— Required work —
Switch "one keypoint apiece" to "a single keypoint each" throughout all the entries below, and reproduce every line with nothing else altered.

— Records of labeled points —
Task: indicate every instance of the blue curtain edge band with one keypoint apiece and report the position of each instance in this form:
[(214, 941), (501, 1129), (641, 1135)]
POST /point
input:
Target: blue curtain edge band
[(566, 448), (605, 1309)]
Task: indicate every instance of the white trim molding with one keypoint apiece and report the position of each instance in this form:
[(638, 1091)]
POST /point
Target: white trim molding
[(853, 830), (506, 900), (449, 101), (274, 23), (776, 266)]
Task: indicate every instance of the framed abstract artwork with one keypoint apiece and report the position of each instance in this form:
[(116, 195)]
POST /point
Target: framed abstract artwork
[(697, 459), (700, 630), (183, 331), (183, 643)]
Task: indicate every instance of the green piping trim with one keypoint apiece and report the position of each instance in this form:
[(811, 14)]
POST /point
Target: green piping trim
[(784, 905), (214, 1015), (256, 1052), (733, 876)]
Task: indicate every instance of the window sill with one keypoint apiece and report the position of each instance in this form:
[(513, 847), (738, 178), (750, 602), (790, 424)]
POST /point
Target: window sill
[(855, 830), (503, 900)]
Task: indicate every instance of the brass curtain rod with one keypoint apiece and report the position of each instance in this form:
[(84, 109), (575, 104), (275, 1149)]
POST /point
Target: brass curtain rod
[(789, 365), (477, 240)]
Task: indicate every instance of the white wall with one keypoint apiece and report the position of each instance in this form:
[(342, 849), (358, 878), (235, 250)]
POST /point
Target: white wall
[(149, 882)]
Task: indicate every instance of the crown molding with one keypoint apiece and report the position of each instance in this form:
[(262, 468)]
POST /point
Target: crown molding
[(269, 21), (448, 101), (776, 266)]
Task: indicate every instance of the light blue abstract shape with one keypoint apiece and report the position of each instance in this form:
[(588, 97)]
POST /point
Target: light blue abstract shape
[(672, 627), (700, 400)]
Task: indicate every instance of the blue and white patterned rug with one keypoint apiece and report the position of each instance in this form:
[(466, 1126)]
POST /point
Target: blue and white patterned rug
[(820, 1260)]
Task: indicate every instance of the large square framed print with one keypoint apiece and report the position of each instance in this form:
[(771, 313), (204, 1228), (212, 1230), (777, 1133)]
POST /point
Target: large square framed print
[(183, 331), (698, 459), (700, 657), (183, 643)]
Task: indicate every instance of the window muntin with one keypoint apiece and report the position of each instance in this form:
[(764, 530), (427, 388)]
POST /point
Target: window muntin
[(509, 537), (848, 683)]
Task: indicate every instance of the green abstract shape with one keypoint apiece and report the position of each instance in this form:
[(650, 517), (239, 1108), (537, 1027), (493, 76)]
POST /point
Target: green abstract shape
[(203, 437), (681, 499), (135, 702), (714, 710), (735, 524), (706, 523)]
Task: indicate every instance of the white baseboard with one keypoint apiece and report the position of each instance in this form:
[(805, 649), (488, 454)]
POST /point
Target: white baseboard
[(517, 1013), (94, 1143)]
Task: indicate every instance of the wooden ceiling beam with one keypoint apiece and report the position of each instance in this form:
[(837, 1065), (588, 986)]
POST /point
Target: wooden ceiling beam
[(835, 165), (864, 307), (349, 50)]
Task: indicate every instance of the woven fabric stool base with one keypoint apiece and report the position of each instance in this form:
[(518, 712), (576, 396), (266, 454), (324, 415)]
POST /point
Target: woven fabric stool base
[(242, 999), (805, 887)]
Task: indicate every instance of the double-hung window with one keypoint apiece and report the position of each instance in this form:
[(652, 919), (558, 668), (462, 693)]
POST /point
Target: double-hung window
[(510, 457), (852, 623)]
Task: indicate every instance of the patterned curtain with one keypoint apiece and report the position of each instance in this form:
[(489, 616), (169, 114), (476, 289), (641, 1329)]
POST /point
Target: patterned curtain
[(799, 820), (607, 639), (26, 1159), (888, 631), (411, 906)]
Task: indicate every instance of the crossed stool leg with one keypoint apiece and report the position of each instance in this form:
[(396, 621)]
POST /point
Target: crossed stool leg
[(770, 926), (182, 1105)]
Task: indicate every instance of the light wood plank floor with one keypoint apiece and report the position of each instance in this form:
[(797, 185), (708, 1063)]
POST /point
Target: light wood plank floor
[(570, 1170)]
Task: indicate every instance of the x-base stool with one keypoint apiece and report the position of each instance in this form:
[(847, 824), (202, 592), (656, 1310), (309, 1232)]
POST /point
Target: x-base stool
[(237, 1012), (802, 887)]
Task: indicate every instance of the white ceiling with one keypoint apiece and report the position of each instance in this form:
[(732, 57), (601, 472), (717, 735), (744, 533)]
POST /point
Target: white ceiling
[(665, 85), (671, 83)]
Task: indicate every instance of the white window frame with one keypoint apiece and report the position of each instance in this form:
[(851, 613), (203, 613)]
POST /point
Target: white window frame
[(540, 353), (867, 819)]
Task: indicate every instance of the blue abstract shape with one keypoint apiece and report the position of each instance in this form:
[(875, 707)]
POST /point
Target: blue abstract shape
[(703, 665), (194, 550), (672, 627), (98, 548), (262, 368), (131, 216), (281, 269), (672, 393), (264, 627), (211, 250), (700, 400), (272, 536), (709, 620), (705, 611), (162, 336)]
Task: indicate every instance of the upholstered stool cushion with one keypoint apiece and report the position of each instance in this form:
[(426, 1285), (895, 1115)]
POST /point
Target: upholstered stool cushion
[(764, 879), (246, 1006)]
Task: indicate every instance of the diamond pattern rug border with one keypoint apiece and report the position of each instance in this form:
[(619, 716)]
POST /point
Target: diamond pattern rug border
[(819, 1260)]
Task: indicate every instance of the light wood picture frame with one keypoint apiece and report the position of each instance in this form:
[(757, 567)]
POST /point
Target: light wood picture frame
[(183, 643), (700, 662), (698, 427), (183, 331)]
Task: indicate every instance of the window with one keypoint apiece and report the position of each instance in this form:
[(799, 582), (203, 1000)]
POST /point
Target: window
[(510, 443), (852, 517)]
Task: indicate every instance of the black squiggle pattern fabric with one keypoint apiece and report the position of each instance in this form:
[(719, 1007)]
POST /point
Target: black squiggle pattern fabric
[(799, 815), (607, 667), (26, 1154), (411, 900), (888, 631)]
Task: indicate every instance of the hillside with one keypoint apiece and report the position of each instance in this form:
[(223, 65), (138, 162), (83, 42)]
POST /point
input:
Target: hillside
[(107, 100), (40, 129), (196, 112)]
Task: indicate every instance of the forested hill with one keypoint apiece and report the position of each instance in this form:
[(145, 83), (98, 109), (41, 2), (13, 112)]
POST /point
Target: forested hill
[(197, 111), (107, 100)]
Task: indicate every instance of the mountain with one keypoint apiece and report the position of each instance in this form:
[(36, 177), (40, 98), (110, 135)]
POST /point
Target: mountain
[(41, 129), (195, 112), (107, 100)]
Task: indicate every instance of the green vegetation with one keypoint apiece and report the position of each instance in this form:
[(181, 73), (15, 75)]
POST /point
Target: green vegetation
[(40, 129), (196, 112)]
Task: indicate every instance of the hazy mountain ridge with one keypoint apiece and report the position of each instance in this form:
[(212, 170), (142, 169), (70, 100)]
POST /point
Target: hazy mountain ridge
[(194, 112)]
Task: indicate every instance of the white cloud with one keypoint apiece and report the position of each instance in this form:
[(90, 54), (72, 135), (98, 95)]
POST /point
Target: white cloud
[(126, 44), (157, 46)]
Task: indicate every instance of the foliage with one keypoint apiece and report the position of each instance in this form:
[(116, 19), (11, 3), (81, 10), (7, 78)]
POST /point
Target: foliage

— Exercise answer —
Task: indicate every instance of the blue curtain edge band with a single keypoint each and report the position of each instance in this form:
[(214, 941), (501, 1129), (641, 1135)]
POST /point
input:
Target: blue curtain edge band
[(566, 448), (605, 1309)]
Task: indicate every instance of the white trim molding with a single keypoint each and report the position of each instance in this form:
[(638, 1091)]
POST /point
Target: white trim molding
[(853, 830), (506, 900), (449, 101), (274, 23), (776, 266)]
Task: indicate every instance of the framed abstract artwork with a single keypoint each and report the position of each instance in this form:
[(116, 195)]
POST /point
Target: framed abstract artwork
[(697, 459), (700, 630), (183, 331), (183, 643)]
Task: indicate every instance of the green piping trim with a single keypoint each and report the position of each instance in this form:
[(811, 14)]
POST /point
Target: green piping trim
[(784, 905), (214, 1015), (256, 1052), (733, 876)]
Task: indicate every instance of the window sill with a single keypoint each and report the position of each instance in this form:
[(513, 847), (738, 178), (750, 602), (790, 424)]
POST /point
Target: window sill
[(855, 830), (503, 900)]
Task: indicate every instance of the brass curtain rod with a single keypoint each and report the position of each instance in this form:
[(84, 109), (575, 104), (275, 1149)]
POST /point
Target: brass curtain rod
[(789, 365), (477, 240)]
Task: indicate every instance of the white wall with a single keypoint each and report the position of each instance in this form:
[(342, 849), (358, 878), (235, 250)]
POST /point
Target: white wall
[(149, 882)]
Task: indicate every instance of the crown molding with a single keypoint each and report the position of each instance in this form:
[(262, 468)]
POST /point
Target: crown molding
[(269, 21), (448, 101), (776, 266)]
Task: indicate every instance of the light blue abstract shape with a single keypoint each and report the position of each instance in this form:
[(588, 97)]
POST /point
Target: light blue abstract shape
[(672, 627), (700, 400)]
Task: indicate every instance of the blue and white patterned rug with a single keypoint each and report the position of each instance in this form:
[(466, 1126)]
POST /point
Target: blue and white patterned rug
[(820, 1260)]
Task: indicate every instance of the large square framed print with a single keypoint each and report the position of each instance in this form:
[(771, 313), (204, 1228), (212, 1230), (777, 1133)]
POST /point
Target: large square framed print
[(183, 331), (698, 459), (700, 657), (183, 643)]
Task: indicate every instance of the window muntin with a single keypoint each and report the position of each instance in this form:
[(764, 530), (427, 388)]
POST /point
Target: window muntin
[(509, 537), (848, 683)]
Task: indicate every instance of the green abstract shape with a single keypoint each and report the position of each instance in this form:
[(650, 517), (239, 1108), (537, 1027), (493, 76)]
POST /point
Target: green abstract shape
[(203, 437), (681, 499), (135, 702), (714, 710), (735, 524), (706, 523)]
Task: indicate every instance of the white baseboard with a single keypoint each and report the position of each instance in this form:
[(805, 649), (488, 454)]
POST /point
Target: white baseboard
[(517, 1013), (94, 1143)]
Task: indicate every instance of the wooden ceiling beam with a single keypoint each and report the position of each instance in this form:
[(837, 1065), (588, 986)]
POST /point
Target: wooden ceiling beam
[(835, 165), (864, 307), (349, 50)]
Task: indicate every instance of the woven fabric stool base with a single keypoint each and report the position of each instance in this form:
[(518, 712), (576, 396), (266, 454), (324, 415)]
POST /point
Target: woven fabric stool base
[(242, 999), (805, 887)]
Task: indicate every instance of the double-hung window with a single keypoint each and report the position of each instance in this form:
[(652, 919), (558, 668), (462, 693)]
POST /point
Target: double-hung window
[(510, 457), (852, 623)]
Task: indicate every instance of the patterned curtain with a single keypoint each and report the position of each instance in this form:
[(489, 616), (169, 114), (476, 289), (641, 1329)]
POST /point
Target: patterned curtain
[(799, 820), (607, 639), (26, 1159), (888, 631), (411, 906)]
Task: indicate every instance of the crossed stool leg with a single keypoint each and report the position of each instance in this form:
[(396, 621)]
POST /point
Target: crossed stool leg
[(770, 926), (182, 1105)]
Task: indicate every instance of the light wood plank floor with a single keypoint each and report the position of each instance in this form:
[(797, 185), (708, 1063)]
POST /point
Target: light wood plank floor
[(570, 1170)]
Task: indicate every instance of the x-base stool with a single keypoint each and report the position of each instance in this form:
[(847, 824), (202, 592), (656, 1310), (309, 1232)]
POST /point
Target: x-base stool
[(237, 1012), (802, 887)]
Task: indicate every instance of the white ceiling with a single keypoint each and report the position of each instance in this form:
[(732, 57), (601, 472), (717, 735), (744, 533)]
POST /point
Target: white ceiling
[(665, 85), (671, 83)]
Task: indicate every instance of the white window frame with a single keypoint each and report the position of each instance in this form:
[(851, 613), (203, 613)]
POST /point
Target: white window frame
[(540, 353), (867, 819)]
Task: indicate every instance of the blue abstract shape with a single keypoint each and report the position of each instance in this form:
[(875, 707)]
POST /point
Target: blue abstract shape
[(703, 665), (194, 550), (672, 627), (98, 548), (262, 368), (131, 216), (281, 269), (672, 393), (264, 627), (211, 250), (700, 400), (272, 536), (709, 620), (705, 611), (162, 336)]
Task: indicate every instance of the upholstered stool cushion with a single keypoint each and report the position of each instance in this form:
[(426, 1285), (895, 1115)]
POST /point
Target: upholstered stool cushion
[(764, 879), (246, 1006)]
Task: indicate every instance of the diamond pattern rug border with a single keypoint each and report the position of each instance in this form:
[(619, 716)]
POST /point
Target: diamond pattern rug border
[(819, 1260)]
Task: indicate every instance of the light wood picture frame with a single keypoint each and report the position of each instance in this form:
[(757, 567)]
POST /point
Target: light wood picture frame
[(183, 643), (700, 662), (698, 427), (183, 331)]
Task: indicate every instance of the window with a single keypoint each and report the position of each instance in this form:
[(799, 582), (203, 1000)]
POST /point
Target: window
[(510, 443), (852, 517)]
Task: indicate every instance of the black squiggle pattern fabric with a single keypoint each and report the position of each instance in this form:
[(719, 1007)]
POST /point
Target: black squiggle pattern fabric
[(799, 815), (607, 667), (26, 1154), (411, 900), (888, 631)]
Task: indicate every instance of the hillside with a single keypoint each and report the position of each instance in this form:
[(223, 65), (138, 162), (83, 42)]
POST /point
input:
Target: hillside
[(107, 100), (40, 129), (196, 112)]
Task: indicate every instance of the forested hill with a single keypoint each and report the position of each instance in this form:
[(145, 83), (98, 109), (41, 2), (13, 112)]
POST /point
Target: forested hill
[(197, 111), (107, 100)]
Task: indicate every instance of the mountain with a single keypoint each and report the position of each instance in this form:
[(36, 177), (40, 98), (110, 135)]
POST /point
Target: mountain
[(41, 129), (195, 112), (107, 100)]
Task: indicate every instance of the green vegetation with a single keypoint each and report the position of each instance in this form:
[(181, 73), (15, 75)]
POST /point
Target: green vegetation
[(40, 129), (196, 112)]
Task: indicate every instance of the hazy mountain ridge with a single keypoint each and report the position of each instance in this form:
[(212, 170), (142, 169), (70, 100)]
POST /point
Target: hazy mountain ridge
[(194, 112)]
Task: indicate every instance of the white cloud with a single keypoint each and report the position of each instance in this form:
[(90, 54), (72, 135), (98, 95)]
POST /point
Target: white cloud
[(126, 44), (157, 46)]
Task: indicate every instance of the foliage with a single keypoint each and report the position of each instance in this form:
[(116, 19), (11, 3), (81, 10), (7, 78)]
POST /point
Target: foliage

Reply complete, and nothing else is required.